==== THE DATA

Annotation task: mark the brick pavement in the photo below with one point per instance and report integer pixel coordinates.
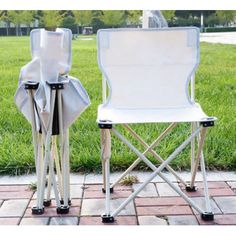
(157, 205)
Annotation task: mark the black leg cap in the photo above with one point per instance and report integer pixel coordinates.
(207, 216)
(107, 219)
(104, 190)
(37, 211)
(188, 188)
(62, 202)
(47, 203)
(63, 210)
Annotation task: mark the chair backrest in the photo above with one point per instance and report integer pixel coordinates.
(148, 68)
(53, 49)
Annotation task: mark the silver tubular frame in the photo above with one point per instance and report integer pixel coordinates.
(47, 156)
(197, 131)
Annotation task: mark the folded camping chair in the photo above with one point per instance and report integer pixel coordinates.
(51, 101)
(149, 73)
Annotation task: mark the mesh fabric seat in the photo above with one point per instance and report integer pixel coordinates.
(150, 76)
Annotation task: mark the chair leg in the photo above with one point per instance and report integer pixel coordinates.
(188, 187)
(105, 155)
(208, 215)
(198, 157)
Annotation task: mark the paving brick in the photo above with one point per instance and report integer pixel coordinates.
(232, 184)
(9, 221)
(98, 187)
(164, 210)
(160, 201)
(226, 204)
(165, 190)
(182, 220)
(200, 201)
(14, 188)
(51, 211)
(74, 202)
(219, 220)
(151, 220)
(64, 220)
(148, 191)
(94, 207)
(212, 192)
(100, 194)
(13, 208)
(16, 195)
(229, 176)
(119, 220)
(35, 221)
(211, 184)
(76, 191)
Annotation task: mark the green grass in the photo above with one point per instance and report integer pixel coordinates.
(215, 90)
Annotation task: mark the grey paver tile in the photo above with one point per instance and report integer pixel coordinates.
(148, 191)
(229, 176)
(164, 189)
(200, 201)
(64, 221)
(9, 221)
(13, 208)
(151, 220)
(232, 184)
(182, 220)
(35, 221)
(94, 207)
(226, 204)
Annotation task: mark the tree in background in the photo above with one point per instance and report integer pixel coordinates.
(134, 17)
(168, 14)
(83, 18)
(16, 17)
(28, 18)
(69, 22)
(5, 18)
(52, 19)
(226, 17)
(113, 18)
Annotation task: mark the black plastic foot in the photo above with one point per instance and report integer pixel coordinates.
(47, 203)
(107, 219)
(62, 202)
(191, 189)
(207, 216)
(104, 190)
(37, 211)
(63, 210)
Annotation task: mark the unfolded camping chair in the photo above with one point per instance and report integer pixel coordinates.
(51, 100)
(150, 76)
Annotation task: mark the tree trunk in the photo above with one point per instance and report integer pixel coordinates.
(7, 27)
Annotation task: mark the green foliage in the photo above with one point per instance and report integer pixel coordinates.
(134, 17)
(52, 19)
(83, 18)
(113, 18)
(215, 91)
(220, 29)
(226, 16)
(129, 180)
(69, 22)
(168, 14)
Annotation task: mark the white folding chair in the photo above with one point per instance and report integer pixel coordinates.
(51, 101)
(150, 74)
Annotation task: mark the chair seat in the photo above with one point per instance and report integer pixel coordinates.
(192, 113)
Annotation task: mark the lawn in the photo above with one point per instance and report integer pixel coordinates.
(215, 90)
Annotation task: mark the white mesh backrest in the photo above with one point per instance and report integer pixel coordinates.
(53, 49)
(148, 68)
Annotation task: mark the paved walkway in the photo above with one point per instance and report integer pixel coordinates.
(155, 205)
(224, 37)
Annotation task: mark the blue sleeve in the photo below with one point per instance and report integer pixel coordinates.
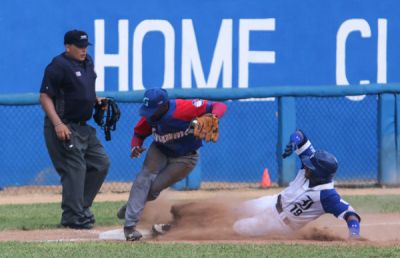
(332, 203)
(209, 106)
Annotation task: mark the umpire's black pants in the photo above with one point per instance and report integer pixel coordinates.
(82, 167)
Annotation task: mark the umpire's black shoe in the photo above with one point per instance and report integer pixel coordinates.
(131, 234)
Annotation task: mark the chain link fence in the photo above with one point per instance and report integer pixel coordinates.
(247, 144)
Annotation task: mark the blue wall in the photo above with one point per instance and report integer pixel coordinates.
(304, 39)
(297, 42)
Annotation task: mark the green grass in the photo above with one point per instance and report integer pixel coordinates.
(40, 216)
(140, 249)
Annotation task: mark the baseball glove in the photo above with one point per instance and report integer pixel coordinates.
(206, 127)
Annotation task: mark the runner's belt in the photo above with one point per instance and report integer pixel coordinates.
(279, 209)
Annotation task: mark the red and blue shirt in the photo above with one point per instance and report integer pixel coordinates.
(171, 133)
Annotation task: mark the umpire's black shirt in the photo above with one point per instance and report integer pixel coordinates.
(71, 85)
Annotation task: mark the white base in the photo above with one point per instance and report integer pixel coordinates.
(118, 234)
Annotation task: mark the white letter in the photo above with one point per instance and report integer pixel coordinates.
(222, 57)
(169, 35)
(382, 46)
(245, 55)
(344, 31)
(119, 60)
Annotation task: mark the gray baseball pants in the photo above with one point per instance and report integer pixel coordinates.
(158, 172)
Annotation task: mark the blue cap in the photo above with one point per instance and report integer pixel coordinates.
(322, 163)
(153, 99)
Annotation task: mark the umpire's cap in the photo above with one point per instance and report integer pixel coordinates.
(77, 38)
(322, 164)
(153, 99)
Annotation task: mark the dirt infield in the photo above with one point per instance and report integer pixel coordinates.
(205, 216)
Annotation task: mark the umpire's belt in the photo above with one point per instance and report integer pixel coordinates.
(279, 209)
(82, 123)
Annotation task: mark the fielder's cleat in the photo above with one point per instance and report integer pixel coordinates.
(131, 234)
(121, 211)
(160, 229)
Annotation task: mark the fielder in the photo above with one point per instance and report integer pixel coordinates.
(310, 195)
(178, 127)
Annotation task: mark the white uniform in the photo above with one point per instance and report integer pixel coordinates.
(300, 204)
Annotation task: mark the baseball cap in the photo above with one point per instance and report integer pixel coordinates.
(77, 38)
(321, 162)
(153, 99)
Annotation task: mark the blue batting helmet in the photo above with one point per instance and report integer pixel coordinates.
(323, 165)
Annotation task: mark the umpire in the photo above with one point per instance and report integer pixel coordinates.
(67, 95)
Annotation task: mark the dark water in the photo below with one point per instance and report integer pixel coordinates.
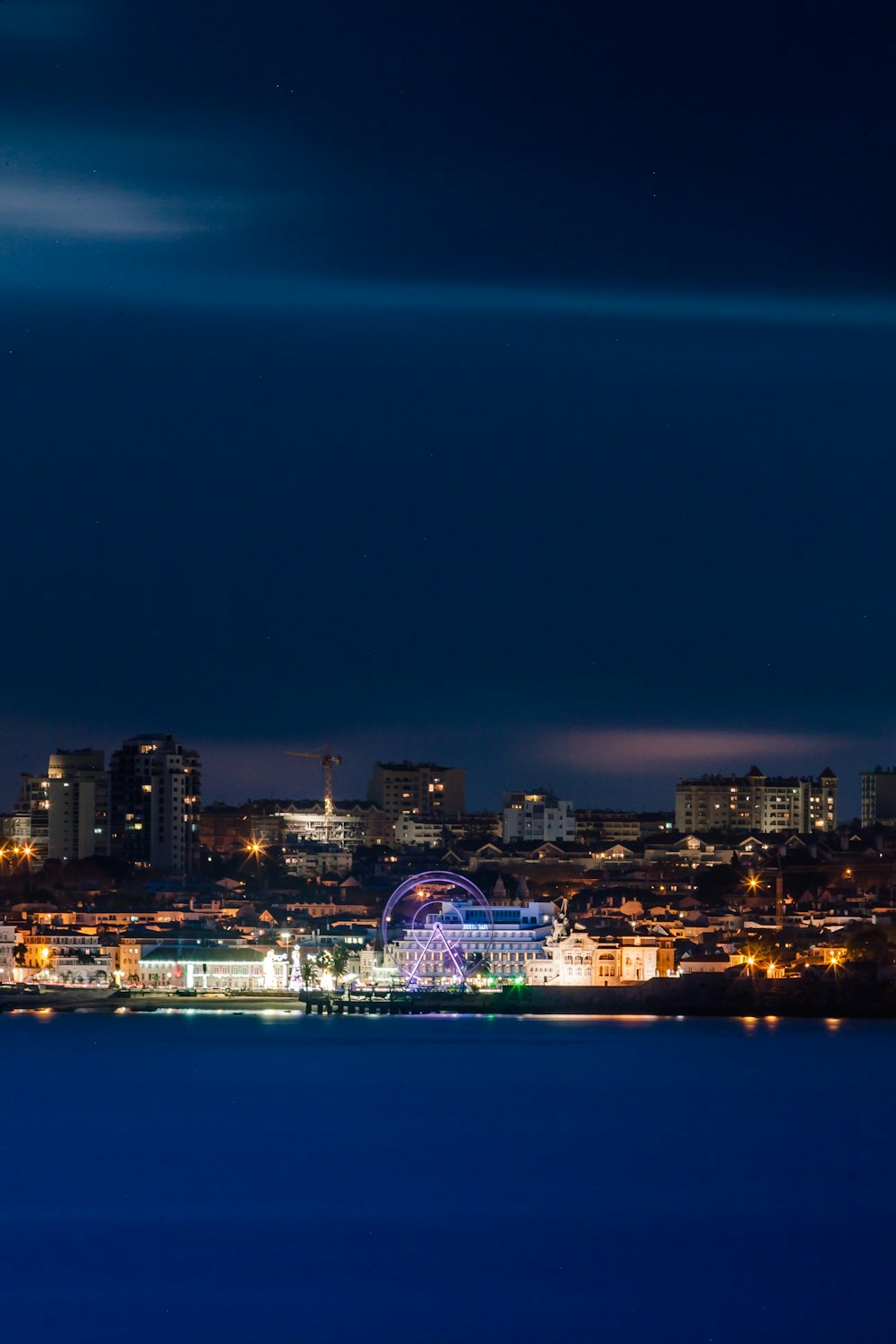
(250, 1177)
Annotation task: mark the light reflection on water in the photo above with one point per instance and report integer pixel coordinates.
(265, 1171)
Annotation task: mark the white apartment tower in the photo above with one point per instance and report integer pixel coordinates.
(153, 803)
(65, 814)
(536, 816)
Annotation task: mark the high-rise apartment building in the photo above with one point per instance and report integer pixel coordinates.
(425, 790)
(879, 797)
(536, 816)
(155, 803)
(65, 814)
(756, 801)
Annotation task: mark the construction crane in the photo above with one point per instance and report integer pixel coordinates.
(328, 761)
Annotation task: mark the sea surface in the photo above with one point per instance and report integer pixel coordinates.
(231, 1176)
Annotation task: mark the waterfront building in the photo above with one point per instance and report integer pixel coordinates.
(214, 968)
(879, 797)
(155, 804)
(756, 803)
(495, 948)
(704, 961)
(7, 953)
(424, 789)
(582, 960)
(66, 956)
(536, 816)
(573, 957)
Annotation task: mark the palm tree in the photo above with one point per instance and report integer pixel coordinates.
(479, 964)
(338, 961)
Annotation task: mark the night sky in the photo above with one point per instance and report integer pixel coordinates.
(505, 383)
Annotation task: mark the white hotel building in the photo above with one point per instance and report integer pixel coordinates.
(501, 946)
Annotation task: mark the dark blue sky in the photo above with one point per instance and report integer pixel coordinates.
(509, 383)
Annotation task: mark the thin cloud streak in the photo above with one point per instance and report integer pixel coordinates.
(88, 210)
(233, 292)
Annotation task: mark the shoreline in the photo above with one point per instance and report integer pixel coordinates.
(694, 996)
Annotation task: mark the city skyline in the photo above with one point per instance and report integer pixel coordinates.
(616, 769)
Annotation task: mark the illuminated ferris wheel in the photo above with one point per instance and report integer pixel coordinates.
(438, 929)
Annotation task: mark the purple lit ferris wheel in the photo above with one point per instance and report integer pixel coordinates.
(438, 929)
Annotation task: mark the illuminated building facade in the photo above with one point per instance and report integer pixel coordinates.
(155, 804)
(573, 957)
(538, 816)
(756, 803)
(7, 953)
(497, 948)
(66, 956)
(425, 790)
(214, 968)
(879, 797)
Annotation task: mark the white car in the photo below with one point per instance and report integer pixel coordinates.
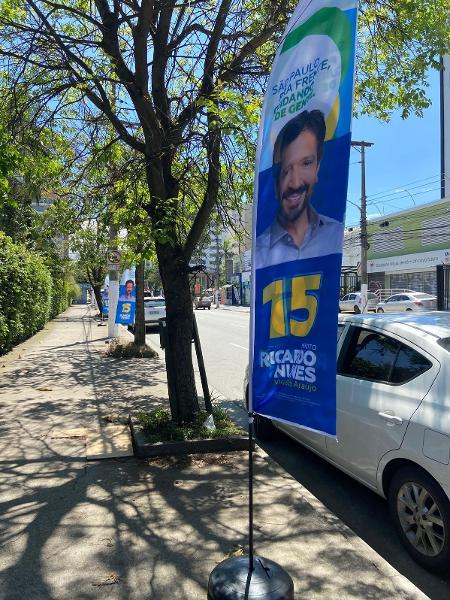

========

:: WHAT YOU HAVE TO DO ::
Starting with the line that contains "Annotation task: mark the waterfront", repeat each line exactly until the listing ends, including the last one. Leave pictures out.

:: OUTPUT BELOW ::
Annotation task: mark the waterfront building in the photo above with one point per instance and report integer pixel coordinates.
(214, 968)
(879, 797)
(155, 804)
(756, 803)
(495, 948)
(704, 961)
(7, 953)
(424, 789)
(582, 960)
(66, 956)
(536, 816)
(573, 957)
Annotation task: mark the palm tree in the photo above with one point per instance and report integer pixel coordinates.
(479, 964)
(338, 961)
Annotation task: mark the night sky in the photo above with one point per instance and report integer pixel coordinates.
(505, 383)
Annotation task: mark the white hotel building in the photo above with one point per instance and report integer pixel coordinates.
(501, 946)
Annotation task: mark the dark blue sky in the photo above with one point per instance and report integer pixel coordinates.
(509, 383)
Annotation task: mark the thin cloud streak in the photo above with one point per instance and report integer pixel coordinates.
(88, 210)
(233, 292)
Annotation task: mark the shoreline in the photo above with one point per instance and report integer pixel coordinates.
(694, 996)
Annotation task: mark the city skyline in the photo above with one point per instance and report integer pixel coordinates.
(616, 769)
Annotation task: mark the illuminated ferris wheel in the photo above with one point per instance and report integer pixel coordinates.
(438, 929)
Annotation task: mark the purple lit ferris wheel in the photo above with one point per instance and report integer pixel coordinates.
(438, 929)
Annotation task: mark the illuminated building facade in the photo above with one point per instance and report integer pixel coordinates.
(155, 804)
(573, 957)
(538, 816)
(756, 803)
(7, 953)
(497, 948)
(66, 956)
(425, 790)
(214, 968)
(879, 797)
Annotation task: mark the white car in the photo below with one point per instance and report integer pixel coordinates.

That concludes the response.